[Verilen satırlar]:
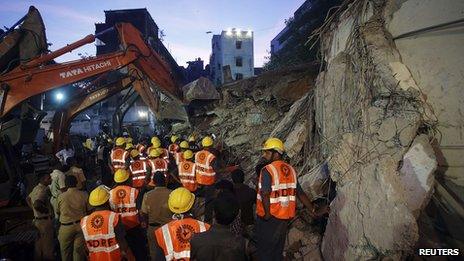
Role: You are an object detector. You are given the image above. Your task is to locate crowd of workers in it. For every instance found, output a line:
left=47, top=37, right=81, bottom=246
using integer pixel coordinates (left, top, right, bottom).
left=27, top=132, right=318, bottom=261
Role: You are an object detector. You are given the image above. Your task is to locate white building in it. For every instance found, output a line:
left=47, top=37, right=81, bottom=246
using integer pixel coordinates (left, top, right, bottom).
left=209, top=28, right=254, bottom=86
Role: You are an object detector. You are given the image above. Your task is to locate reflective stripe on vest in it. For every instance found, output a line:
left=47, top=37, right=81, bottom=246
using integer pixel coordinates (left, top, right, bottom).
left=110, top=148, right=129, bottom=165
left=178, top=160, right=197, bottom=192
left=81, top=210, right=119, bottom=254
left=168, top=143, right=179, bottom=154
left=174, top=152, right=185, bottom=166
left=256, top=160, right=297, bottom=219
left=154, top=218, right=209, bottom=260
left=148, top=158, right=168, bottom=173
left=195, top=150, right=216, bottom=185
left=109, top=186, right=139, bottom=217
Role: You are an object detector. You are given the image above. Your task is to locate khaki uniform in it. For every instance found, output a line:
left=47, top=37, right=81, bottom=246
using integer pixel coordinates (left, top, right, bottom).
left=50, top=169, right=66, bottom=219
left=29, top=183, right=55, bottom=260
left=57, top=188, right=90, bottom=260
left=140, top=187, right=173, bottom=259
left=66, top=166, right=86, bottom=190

[Görev tanımı]: "to locate reflective" ifadesini içeren satırdan başlayıp "left=109, top=186, right=139, bottom=217" ifadesini içeren satırda biten satırları, "stripe" yerine "band" koyarak ve başka hiçbir şeyi değiştirmeden yeniden yaz.

[Yanıt]:
Role: You are an object detector. You are given the image above. Your task is to locate reflective band on vest in it. For every instance found, output a line:
left=47, top=37, right=81, bottom=246
using integer pixel coordinates (left, top, right, bottom).
left=110, top=148, right=129, bottom=165
left=178, top=160, right=197, bottom=192
left=81, top=210, right=119, bottom=254
left=168, top=143, right=179, bottom=154
left=174, top=152, right=185, bottom=166
left=256, top=160, right=297, bottom=219
left=154, top=218, right=209, bottom=260
left=148, top=158, right=168, bottom=173
left=195, top=150, right=216, bottom=185
left=109, top=186, right=139, bottom=217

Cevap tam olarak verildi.